**Text block:**
● ● ● ● ●

Even A123's system @ $10,000 a pop is not a good idea. Take your $10,000 and buy a new central AC heatpump if yours is old, or put $10K worth of solar on your roof. Don't tweak a car that is already getting 60mpg.

BTW - it is obvious that the film, "who killed the electric car" movie came to all the wrong conclusions. It is clear that the battery technology is not ready yet for mass production. It is getting close. Safety, reliability and cost are important factors that have to be ready.

Buying 350 pounds of lead batteries sounds like a very bad environmental use of $5,000 also.

Battery range is 15 miles max. The cycle life is 800. 800 x 15 equals 12,000 miles. The cost is $5,000. $5,000/12,000 miles is 41.6 cents per mile just for the battery depreciation.

You don't replace the entire $5000 system in two years, just the batteries. Battery cost for the open-source project was only $800 but lifetime cost was 20 cents/mile because the batteries only lasted 400 cycles. These 800 cycle batteries cost more upfront but probably come in around 15 cents/mile. Of course gas cost for a Prius is only 10 cents/mile. This conversion is about getting off oil, not saving money.

Advanced lithium battery vendors claim thousands of cycles and high volume prices below $500/kWh. This gets battery depreciation cost down to 2-4 cents/mile. Gasoline and liquid biofuels can't compete with that, though they'll still be useful for long distance travel.

If firefly ever gets their battery into mass production, it would be a much better battery as a interim until Li Ion becomes less expensive.
http://www.fireflyenergy.com/

@Dan

I like the comparison of car maintenance to being on maintenance drugs. That was funny!

I guess I have to wonder how much maintenance we all do to our cars. Sure there are fluid changes and rare mechanical failures, but I do not think I spend thousands and thousands on maintenance. I think my biggest expense are tires, along with alignments and balancing, and that will occur whether it's an ICE or an electric vehicle.

Is there data out there on the projected maintenace costs of a vehicle?

What you need is a set of control algorithms that enable a (p)hev to work optimally with battery sizes from the current prius size up to say 100 mile range.

Thus, you characterise the engine system and car mass etc and the system works out the best way to use the electric power. You could add GPS and machine learning to the system.

For instance, it might notice that you go to the shops on tuesdays and can drive the whole way on electric.

● ● ● ● ●

[Location identification entries]
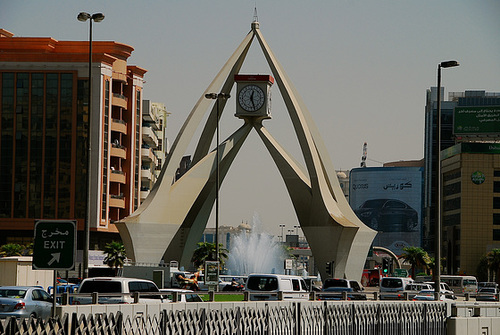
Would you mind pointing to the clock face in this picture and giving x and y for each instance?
(251, 98)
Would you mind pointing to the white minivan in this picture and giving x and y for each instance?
(392, 287)
(267, 286)
(117, 290)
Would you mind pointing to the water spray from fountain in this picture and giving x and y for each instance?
(255, 252)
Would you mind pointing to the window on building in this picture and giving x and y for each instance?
(496, 203)
(496, 218)
(496, 186)
(496, 234)
(453, 204)
(452, 189)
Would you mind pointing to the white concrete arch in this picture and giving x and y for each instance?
(171, 220)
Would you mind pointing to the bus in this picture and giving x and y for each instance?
(461, 284)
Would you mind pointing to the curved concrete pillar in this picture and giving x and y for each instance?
(171, 220)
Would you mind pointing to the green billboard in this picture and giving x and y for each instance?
(476, 120)
(54, 246)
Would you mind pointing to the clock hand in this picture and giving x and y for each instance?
(251, 99)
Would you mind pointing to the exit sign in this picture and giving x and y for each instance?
(55, 245)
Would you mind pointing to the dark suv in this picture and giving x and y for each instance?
(388, 215)
(336, 285)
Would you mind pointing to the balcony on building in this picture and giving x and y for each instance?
(117, 176)
(117, 200)
(148, 154)
(119, 126)
(146, 173)
(149, 136)
(118, 150)
(148, 113)
(144, 193)
(120, 100)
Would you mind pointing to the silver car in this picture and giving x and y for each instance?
(25, 302)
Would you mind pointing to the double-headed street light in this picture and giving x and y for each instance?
(282, 226)
(217, 97)
(83, 17)
(437, 269)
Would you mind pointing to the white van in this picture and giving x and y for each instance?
(112, 290)
(392, 287)
(267, 286)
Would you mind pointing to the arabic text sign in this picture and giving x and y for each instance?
(55, 245)
(476, 120)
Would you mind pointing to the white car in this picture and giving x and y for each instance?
(428, 295)
(117, 290)
(183, 295)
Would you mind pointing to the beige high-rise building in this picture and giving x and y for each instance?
(471, 205)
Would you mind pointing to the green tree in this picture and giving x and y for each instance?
(12, 249)
(417, 257)
(493, 258)
(206, 252)
(115, 255)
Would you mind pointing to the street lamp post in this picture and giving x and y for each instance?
(83, 17)
(437, 269)
(217, 97)
(282, 226)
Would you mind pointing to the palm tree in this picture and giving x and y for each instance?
(11, 249)
(493, 258)
(417, 257)
(115, 255)
(206, 252)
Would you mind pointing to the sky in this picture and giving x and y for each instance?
(362, 68)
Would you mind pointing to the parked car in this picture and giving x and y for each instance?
(443, 288)
(117, 290)
(487, 294)
(428, 295)
(24, 302)
(267, 286)
(336, 293)
(483, 284)
(183, 295)
(388, 215)
(413, 289)
(392, 288)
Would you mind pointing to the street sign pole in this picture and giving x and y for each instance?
(54, 245)
(54, 248)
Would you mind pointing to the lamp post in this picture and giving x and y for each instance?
(437, 269)
(217, 97)
(83, 17)
(282, 226)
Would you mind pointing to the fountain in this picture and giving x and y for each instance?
(255, 252)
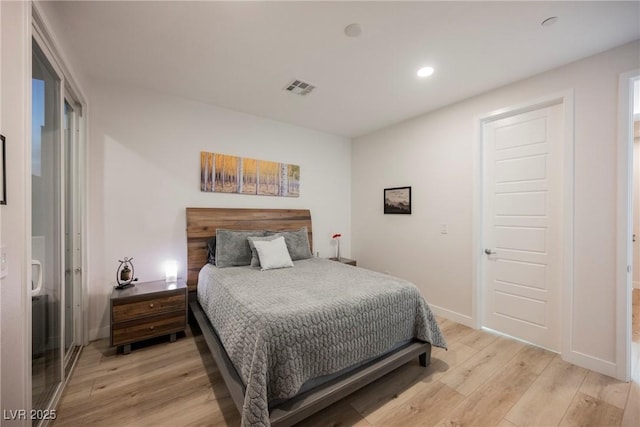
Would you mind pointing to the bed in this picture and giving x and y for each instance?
(291, 341)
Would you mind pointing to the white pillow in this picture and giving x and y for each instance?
(273, 254)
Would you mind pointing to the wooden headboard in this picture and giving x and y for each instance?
(202, 224)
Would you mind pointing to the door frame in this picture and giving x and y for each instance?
(625, 225)
(566, 99)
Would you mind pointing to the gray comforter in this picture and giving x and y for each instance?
(283, 327)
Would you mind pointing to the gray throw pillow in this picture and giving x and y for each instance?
(211, 250)
(297, 243)
(255, 260)
(232, 247)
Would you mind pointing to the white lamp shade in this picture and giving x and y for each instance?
(171, 270)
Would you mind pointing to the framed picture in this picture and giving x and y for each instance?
(397, 200)
(3, 172)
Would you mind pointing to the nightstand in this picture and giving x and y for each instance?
(344, 260)
(148, 310)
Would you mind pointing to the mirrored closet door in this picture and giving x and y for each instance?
(55, 229)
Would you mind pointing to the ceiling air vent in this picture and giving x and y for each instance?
(299, 87)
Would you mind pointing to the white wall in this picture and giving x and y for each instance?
(434, 154)
(144, 171)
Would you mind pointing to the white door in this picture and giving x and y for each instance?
(522, 200)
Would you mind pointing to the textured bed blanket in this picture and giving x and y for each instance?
(283, 327)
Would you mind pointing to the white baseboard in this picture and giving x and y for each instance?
(452, 315)
(99, 333)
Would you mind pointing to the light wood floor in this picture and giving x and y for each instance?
(483, 380)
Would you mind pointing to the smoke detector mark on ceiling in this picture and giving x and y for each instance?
(299, 87)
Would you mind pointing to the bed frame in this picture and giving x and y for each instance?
(202, 224)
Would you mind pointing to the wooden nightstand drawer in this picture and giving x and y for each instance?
(141, 329)
(123, 311)
(148, 310)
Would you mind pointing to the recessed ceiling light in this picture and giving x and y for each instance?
(353, 30)
(425, 71)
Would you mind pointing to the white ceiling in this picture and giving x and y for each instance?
(240, 55)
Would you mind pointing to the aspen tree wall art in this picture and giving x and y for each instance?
(222, 173)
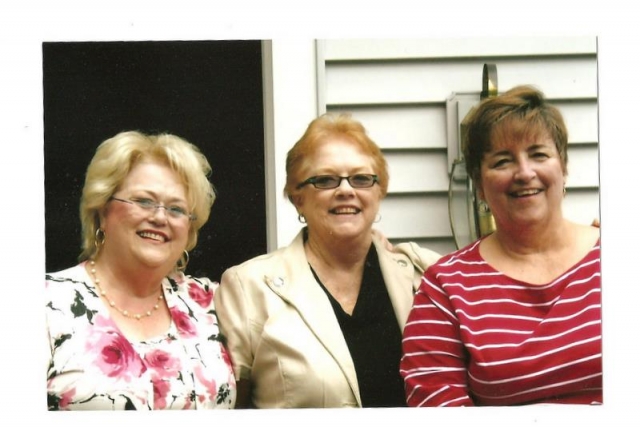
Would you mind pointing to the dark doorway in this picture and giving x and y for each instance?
(208, 92)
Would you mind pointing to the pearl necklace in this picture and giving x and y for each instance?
(112, 303)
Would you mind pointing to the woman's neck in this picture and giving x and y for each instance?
(336, 253)
(544, 237)
(139, 281)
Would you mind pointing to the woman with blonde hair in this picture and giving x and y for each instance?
(127, 328)
(318, 324)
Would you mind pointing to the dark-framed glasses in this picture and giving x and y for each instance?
(174, 211)
(324, 182)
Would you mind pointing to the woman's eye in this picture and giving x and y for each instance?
(324, 180)
(500, 163)
(146, 203)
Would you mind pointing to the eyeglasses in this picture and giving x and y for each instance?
(324, 182)
(173, 211)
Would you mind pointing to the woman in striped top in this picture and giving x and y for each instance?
(514, 318)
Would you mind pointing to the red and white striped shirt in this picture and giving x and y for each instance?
(478, 337)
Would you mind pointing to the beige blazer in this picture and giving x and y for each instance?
(283, 335)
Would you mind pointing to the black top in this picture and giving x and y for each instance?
(374, 338)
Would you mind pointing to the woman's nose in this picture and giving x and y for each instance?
(524, 171)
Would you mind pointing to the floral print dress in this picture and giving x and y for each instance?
(93, 366)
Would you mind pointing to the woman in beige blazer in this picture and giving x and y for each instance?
(318, 324)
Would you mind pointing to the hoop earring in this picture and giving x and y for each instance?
(100, 237)
(483, 207)
(181, 265)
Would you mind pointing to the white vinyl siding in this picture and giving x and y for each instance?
(398, 90)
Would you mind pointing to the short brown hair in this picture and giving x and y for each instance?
(521, 112)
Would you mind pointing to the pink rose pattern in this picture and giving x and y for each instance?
(183, 322)
(158, 374)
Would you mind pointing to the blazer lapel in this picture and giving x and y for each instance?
(293, 281)
(400, 279)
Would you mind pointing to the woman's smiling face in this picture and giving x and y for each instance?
(522, 181)
(341, 212)
(150, 238)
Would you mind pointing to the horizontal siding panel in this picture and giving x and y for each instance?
(411, 82)
(390, 49)
(582, 206)
(417, 171)
(408, 127)
(581, 119)
(412, 127)
(414, 216)
(442, 246)
(583, 166)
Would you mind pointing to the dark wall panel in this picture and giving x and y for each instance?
(208, 92)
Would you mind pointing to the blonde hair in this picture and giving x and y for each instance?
(115, 158)
(317, 133)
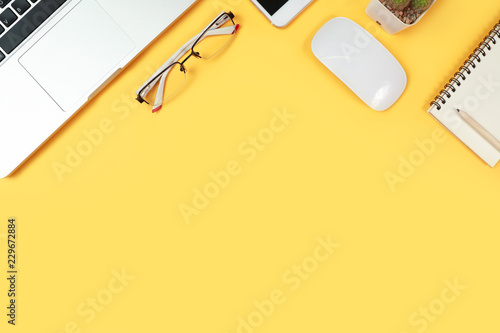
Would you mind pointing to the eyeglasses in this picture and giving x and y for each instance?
(199, 47)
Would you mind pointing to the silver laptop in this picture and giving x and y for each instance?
(55, 55)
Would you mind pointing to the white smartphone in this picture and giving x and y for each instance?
(281, 12)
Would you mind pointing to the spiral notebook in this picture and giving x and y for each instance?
(475, 88)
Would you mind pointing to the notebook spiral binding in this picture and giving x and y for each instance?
(481, 51)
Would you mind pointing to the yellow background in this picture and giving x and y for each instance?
(322, 176)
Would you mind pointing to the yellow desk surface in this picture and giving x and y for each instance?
(266, 197)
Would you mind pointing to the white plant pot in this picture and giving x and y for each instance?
(387, 20)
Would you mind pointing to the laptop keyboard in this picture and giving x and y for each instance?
(20, 18)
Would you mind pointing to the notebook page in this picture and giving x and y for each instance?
(479, 96)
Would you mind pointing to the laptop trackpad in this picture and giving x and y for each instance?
(78, 54)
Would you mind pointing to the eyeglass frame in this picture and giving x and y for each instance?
(197, 55)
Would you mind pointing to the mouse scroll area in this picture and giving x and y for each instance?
(361, 62)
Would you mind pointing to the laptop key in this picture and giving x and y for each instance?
(4, 3)
(21, 6)
(28, 23)
(8, 17)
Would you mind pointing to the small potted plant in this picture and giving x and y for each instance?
(396, 15)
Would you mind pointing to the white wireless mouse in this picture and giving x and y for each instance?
(361, 62)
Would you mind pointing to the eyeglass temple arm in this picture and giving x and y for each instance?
(146, 87)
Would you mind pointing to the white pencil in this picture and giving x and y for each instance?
(480, 129)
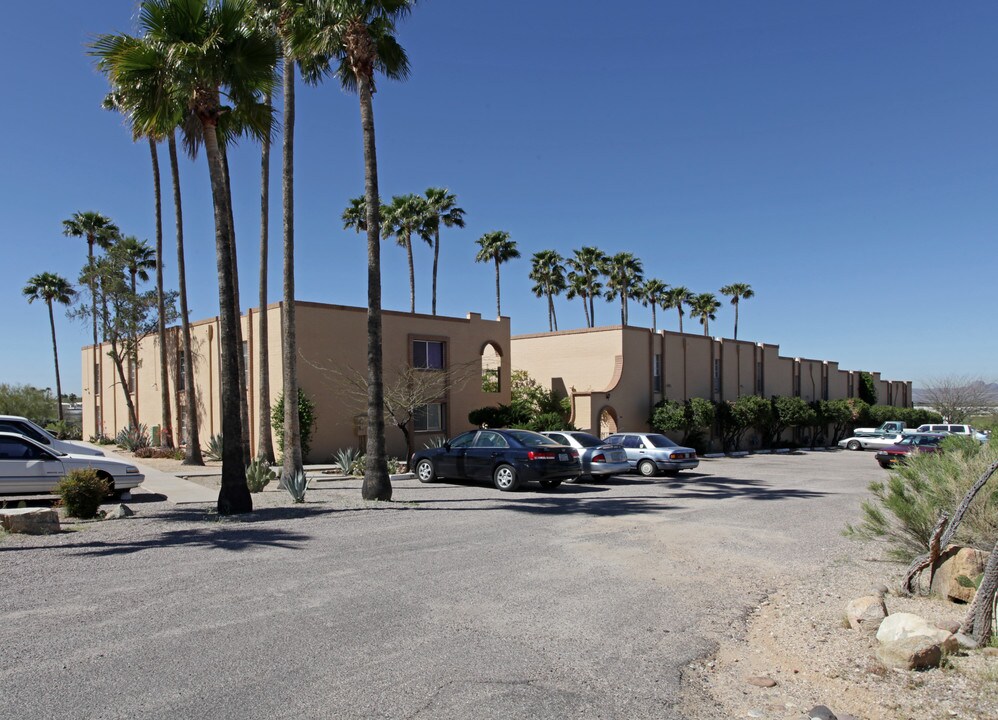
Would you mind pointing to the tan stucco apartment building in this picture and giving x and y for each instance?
(332, 352)
(614, 375)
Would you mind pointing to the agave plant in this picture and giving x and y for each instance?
(296, 485)
(258, 475)
(214, 449)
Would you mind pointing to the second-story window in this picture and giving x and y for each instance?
(428, 354)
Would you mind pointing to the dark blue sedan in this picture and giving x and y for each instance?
(506, 457)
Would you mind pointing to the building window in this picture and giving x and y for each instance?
(429, 418)
(428, 354)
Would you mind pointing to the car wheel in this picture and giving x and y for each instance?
(647, 468)
(425, 472)
(505, 478)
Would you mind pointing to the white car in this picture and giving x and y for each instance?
(13, 423)
(869, 443)
(29, 467)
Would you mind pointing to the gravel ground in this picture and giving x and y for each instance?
(631, 599)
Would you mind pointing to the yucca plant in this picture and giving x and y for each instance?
(258, 475)
(296, 485)
(214, 449)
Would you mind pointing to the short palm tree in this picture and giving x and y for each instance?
(98, 230)
(677, 298)
(586, 264)
(51, 288)
(548, 273)
(442, 208)
(651, 293)
(498, 248)
(624, 274)
(357, 37)
(704, 306)
(407, 214)
(737, 291)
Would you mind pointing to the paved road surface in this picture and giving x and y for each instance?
(455, 602)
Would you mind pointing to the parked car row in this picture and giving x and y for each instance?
(508, 457)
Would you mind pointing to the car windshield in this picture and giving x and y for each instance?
(587, 440)
(531, 438)
(660, 441)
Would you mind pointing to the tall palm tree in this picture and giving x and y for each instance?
(441, 206)
(624, 274)
(358, 37)
(587, 263)
(213, 52)
(677, 298)
(98, 230)
(51, 288)
(498, 248)
(737, 291)
(704, 306)
(548, 273)
(651, 293)
(407, 214)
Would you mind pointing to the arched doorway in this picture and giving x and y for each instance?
(607, 422)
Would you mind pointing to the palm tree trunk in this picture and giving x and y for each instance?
(233, 496)
(436, 257)
(55, 354)
(192, 456)
(166, 434)
(237, 306)
(377, 484)
(292, 459)
(412, 274)
(498, 307)
(265, 444)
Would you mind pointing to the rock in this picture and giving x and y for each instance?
(30, 521)
(955, 561)
(820, 712)
(901, 626)
(119, 512)
(915, 652)
(866, 613)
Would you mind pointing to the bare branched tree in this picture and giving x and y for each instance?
(958, 397)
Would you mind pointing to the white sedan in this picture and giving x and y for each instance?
(869, 443)
(28, 467)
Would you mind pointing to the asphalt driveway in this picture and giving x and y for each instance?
(455, 601)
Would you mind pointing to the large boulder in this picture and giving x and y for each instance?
(910, 653)
(30, 521)
(866, 613)
(955, 561)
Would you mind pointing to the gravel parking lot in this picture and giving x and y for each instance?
(453, 601)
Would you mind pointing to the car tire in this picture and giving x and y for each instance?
(505, 478)
(647, 468)
(425, 472)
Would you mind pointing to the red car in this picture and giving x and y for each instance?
(918, 442)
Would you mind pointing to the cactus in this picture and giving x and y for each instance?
(258, 475)
(296, 485)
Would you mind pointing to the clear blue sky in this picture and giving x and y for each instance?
(842, 158)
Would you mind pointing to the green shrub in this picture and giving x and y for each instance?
(905, 508)
(81, 492)
(132, 439)
(214, 449)
(306, 421)
(258, 475)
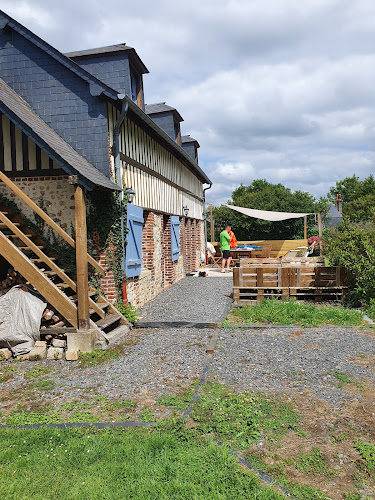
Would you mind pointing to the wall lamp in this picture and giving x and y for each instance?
(130, 193)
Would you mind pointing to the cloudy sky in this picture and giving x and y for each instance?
(276, 89)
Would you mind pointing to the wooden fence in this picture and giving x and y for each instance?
(252, 283)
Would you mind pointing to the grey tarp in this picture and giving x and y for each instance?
(266, 214)
(20, 318)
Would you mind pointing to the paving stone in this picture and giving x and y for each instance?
(58, 343)
(55, 353)
(37, 353)
(72, 354)
(40, 343)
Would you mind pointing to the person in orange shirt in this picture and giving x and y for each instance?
(232, 239)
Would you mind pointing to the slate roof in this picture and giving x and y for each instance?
(97, 87)
(19, 112)
(109, 49)
(161, 107)
(186, 138)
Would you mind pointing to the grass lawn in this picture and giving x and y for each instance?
(120, 464)
(294, 313)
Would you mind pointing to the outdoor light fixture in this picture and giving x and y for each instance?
(130, 193)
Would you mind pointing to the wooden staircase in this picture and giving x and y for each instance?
(24, 251)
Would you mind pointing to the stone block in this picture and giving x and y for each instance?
(23, 357)
(40, 343)
(72, 354)
(5, 353)
(37, 353)
(83, 340)
(58, 343)
(55, 353)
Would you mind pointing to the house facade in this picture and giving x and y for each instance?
(82, 115)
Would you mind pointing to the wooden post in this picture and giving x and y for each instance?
(81, 258)
(320, 233)
(212, 225)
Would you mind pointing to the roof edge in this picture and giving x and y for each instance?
(165, 137)
(97, 87)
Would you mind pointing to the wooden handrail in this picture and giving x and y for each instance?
(47, 219)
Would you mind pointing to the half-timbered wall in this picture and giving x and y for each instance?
(19, 155)
(36, 174)
(161, 181)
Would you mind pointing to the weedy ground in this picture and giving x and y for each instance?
(293, 312)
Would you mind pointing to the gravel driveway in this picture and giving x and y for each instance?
(192, 300)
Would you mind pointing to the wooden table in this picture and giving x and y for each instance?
(238, 253)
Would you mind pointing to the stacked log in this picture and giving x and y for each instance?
(13, 278)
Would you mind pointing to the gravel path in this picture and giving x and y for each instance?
(278, 360)
(197, 300)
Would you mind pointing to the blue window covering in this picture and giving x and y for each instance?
(133, 262)
(175, 237)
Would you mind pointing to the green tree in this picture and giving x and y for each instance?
(263, 195)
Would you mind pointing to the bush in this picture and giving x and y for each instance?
(353, 246)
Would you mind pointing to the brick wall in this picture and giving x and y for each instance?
(53, 193)
(59, 96)
(113, 69)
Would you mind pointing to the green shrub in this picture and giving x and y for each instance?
(353, 246)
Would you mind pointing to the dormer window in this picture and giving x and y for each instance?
(136, 87)
(177, 131)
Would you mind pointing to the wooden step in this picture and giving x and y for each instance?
(24, 249)
(15, 236)
(42, 260)
(62, 286)
(49, 273)
(108, 320)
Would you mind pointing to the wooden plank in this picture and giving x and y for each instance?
(81, 259)
(46, 218)
(44, 286)
(44, 258)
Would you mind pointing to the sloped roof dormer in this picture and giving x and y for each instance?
(119, 66)
(167, 118)
(190, 145)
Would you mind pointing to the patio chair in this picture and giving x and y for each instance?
(215, 260)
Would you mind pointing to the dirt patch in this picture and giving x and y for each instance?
(365, 360)
(327, 433)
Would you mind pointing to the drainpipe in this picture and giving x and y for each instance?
(205, 221)
(118, 170)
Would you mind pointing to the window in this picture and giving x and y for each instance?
(175, 238)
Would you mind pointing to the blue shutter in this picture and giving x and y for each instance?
(175, 237)
(133, 262)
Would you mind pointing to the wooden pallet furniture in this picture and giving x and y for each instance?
(251, 284)
(24, 251)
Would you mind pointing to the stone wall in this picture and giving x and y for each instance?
(53, 193)
(159, 271)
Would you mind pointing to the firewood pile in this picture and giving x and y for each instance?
(51, 318)
(13, 278)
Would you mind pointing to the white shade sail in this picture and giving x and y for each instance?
(267, 215)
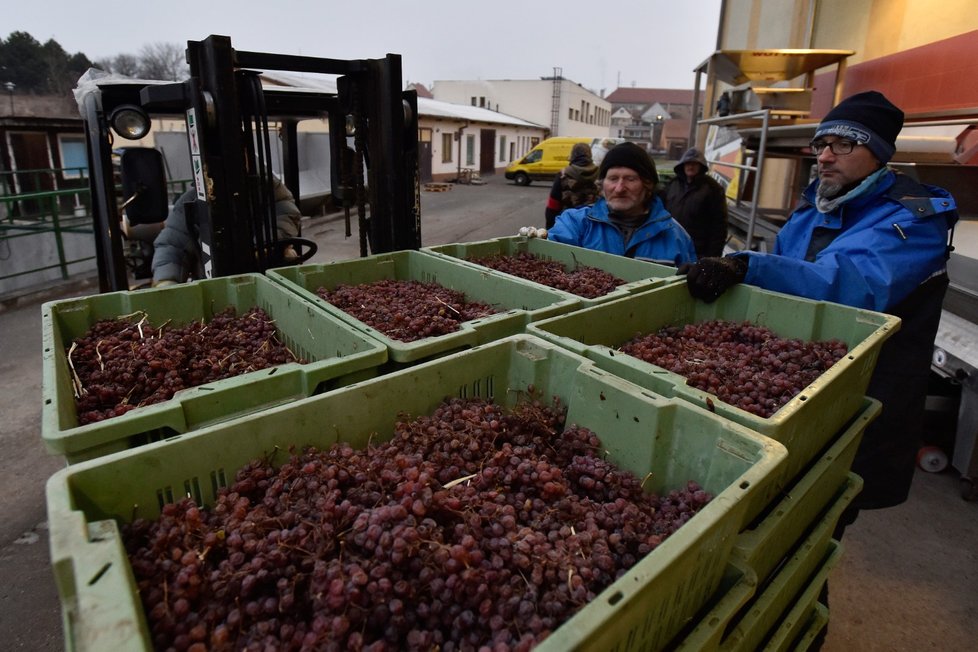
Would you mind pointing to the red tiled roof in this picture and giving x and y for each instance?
(652, 95)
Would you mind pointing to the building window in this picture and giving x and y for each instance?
(74, 156)
(447, 145)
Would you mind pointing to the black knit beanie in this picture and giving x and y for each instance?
(866, 118)
(630, 155)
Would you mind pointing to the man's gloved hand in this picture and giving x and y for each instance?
(708, 278)
(533, 232)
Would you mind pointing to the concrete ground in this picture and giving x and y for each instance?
(908, 579)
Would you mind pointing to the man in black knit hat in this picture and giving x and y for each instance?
(629, 218)
(865, 236)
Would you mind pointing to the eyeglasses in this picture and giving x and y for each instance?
(838, 147)
(627, 179)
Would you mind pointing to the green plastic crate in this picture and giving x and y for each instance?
(770, 607)
(807, 422)
(763, 544)
(706, 631)
(644, 433)
(638, 275)
(807, 617)
(338, 355)
(818, 620)
(735, 622)
(519, 301)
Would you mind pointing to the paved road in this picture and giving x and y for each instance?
(29, 606)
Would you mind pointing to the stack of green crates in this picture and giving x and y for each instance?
(638, 275)
(519, 302)
(806, 423)
(783, 555)
(336, 353)
(670, 441)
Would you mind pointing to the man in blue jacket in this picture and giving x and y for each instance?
(867, 237)
(629, 219)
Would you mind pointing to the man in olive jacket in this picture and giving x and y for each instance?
(698, 203)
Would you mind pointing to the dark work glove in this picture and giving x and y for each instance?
(708, 278)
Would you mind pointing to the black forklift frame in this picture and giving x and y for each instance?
(227, 113)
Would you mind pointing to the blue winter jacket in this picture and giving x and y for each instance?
(660, 238)
(887, 242)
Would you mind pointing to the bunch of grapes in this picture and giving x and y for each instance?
(471, 528)
(125, 363)
(584, 281)
(743, 364)
(406, 310)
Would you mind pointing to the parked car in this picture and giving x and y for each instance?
(543, 162)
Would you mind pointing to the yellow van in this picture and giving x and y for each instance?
(543, 162)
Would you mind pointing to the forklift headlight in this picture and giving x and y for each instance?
(129, 121)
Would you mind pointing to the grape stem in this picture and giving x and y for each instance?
(448, 306)
(75, 380)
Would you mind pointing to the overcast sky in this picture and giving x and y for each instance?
(646, 43)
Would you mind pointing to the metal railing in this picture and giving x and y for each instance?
(50, 215)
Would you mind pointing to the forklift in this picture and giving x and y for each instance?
(228, 113)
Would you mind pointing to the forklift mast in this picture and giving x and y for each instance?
(227, 113)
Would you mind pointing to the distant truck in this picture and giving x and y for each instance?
(547, 159)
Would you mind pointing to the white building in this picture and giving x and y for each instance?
(564, 106)
(453, 138)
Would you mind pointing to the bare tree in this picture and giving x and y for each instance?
(121, 64)
(163, 61)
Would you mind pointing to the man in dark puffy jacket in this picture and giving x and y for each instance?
(698, 202)
(176, 256)
(867, 237)
(576, 185)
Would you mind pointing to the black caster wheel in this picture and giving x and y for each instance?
(931, 459)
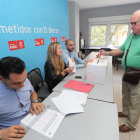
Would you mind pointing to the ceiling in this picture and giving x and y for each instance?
(87, 4)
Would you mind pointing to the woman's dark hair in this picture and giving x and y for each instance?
(10, 65)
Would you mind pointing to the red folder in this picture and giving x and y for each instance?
(79, 86)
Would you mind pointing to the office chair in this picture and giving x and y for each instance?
(80, 54)
(38, 84)
(118, 59)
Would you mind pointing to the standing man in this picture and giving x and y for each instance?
(69, 52)
(130, 92)
(17, 98)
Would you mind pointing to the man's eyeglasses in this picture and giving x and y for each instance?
(134, 23)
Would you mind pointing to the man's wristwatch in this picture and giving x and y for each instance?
(35, 101)
(107, 53)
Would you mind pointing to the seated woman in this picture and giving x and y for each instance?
(55, 70)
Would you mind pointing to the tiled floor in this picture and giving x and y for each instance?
(117, 79)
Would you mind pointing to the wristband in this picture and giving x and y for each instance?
(107, 53)
(35, 101)
(64, 72)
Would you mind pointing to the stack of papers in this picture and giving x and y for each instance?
(72, 64)
(80, 96)
(67, 104)
(79, 86)
(46, 123)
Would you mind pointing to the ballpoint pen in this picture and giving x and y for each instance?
(83, 84)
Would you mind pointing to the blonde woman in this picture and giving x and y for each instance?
(55, 70)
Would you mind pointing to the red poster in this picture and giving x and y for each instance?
(54, 39)
(63, 39)
(20, 44)
(42, 41)
(12, 45)
(37, 42)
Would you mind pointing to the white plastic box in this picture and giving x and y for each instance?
(96, 72)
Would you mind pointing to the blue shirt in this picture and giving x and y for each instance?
(11, 111)
(72, 55)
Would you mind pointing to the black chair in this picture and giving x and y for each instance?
(106, 49)
(38, 84)
(118, 59)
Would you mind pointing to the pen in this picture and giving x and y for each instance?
(98, 59)
(83, 84)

● ● ● ● ●

**To do:**
1 - In the plug-in hybrid battery discussion, what lifetime cost per mile is given for the batteries used in the open-source project?
2 - Pick up the plug-in hybrid battery discussion after its last sentence and keep writing in the same voice.

**Task results:**
1 - 20 cents per mile

2 -
It might suggest that you plug it in at the office, and that, if you did, you could go the whole way on electric.

Then, as you add KwH, the system makes the best use of them, but it still works well with a 2 KwH battery and a bit of regenerative braking.

It would be a good assumption that batteries will improve more slowly than people would like, and to build systems that work optimally with small batteries.

A clever algorithm could reduce the need for a larger battery.

doggydogworld has it right:
"This conversion is about getting off oil, not saving money." The Prius HEV was not cost effective for many years. This will change even more that it has already when the generation 3 Prius is released next year. You'll see the same evolution for PHEV technology but it will happen faster. The battery technology is here and the cost is already starting to come down. Lots of Lithium out there so the cost will be able to drop significantly.

Everyone-

It's not that I am a battery hater. I want to believe Mulder, I really do. I have been looking around for a couple months at conversions for cars, electric scooters, electric bicycles etc, but have always come to the conclusion that the battery depreciation is a deal killer. It's not that I wanted it to be, it just is. You could make the argument that ddw does, that it is better to spend money on batteries than oil, and I buy into that, but only to a point. If we are going to put a serious dent in our oil imports I think it will have to be competitive.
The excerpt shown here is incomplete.